══ Provided records

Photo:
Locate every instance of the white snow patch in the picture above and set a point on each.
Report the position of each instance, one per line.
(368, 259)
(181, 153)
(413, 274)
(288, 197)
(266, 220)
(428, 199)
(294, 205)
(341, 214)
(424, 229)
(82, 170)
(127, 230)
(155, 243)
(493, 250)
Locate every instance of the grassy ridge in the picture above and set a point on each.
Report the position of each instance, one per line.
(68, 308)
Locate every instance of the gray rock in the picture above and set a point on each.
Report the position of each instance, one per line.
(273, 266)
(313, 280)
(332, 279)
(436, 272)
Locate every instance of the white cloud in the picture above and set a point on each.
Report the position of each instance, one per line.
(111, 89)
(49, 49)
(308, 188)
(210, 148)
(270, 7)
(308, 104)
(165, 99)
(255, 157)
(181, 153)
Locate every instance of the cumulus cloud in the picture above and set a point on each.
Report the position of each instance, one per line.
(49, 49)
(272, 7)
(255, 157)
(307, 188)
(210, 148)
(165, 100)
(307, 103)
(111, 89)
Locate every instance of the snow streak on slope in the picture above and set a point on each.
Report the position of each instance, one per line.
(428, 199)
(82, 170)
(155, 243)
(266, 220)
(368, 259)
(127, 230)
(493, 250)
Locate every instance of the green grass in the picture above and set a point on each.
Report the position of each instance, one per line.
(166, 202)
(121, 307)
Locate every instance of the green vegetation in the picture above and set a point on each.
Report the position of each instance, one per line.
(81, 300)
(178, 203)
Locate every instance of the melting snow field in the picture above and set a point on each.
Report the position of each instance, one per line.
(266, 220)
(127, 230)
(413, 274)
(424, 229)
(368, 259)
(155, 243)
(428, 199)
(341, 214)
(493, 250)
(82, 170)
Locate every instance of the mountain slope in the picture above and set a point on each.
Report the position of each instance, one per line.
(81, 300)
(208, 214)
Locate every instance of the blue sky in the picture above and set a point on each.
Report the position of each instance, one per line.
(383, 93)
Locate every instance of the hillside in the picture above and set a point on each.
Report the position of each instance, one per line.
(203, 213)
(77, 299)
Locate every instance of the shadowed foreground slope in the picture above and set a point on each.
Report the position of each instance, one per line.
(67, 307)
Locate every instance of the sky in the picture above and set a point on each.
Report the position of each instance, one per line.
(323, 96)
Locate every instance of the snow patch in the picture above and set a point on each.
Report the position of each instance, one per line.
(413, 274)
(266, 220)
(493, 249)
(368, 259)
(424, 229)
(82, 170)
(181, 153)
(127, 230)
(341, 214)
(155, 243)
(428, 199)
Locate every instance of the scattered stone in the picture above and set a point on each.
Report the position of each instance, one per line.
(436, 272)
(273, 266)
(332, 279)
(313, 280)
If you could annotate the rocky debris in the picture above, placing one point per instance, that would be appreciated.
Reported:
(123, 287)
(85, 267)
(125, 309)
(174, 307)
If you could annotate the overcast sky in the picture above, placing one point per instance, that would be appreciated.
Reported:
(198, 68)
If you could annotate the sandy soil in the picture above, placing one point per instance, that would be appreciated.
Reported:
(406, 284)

════

Problem requirements ::
In the entries above, please find the line with "Locate every instance of the gray" and the line with "Locate every instance of the white cloud", then write out exactly those two lines and every line between them, and nothing more.

Output below ::
Locate every instance of the gray rock in the picture above and set a point on each.
Report the position of each instance, one per line.
(273, 266)
(313, 280)
(332, 279)
(436, 272)
Locate every instance of the white cloud in the picture above and set a point on each.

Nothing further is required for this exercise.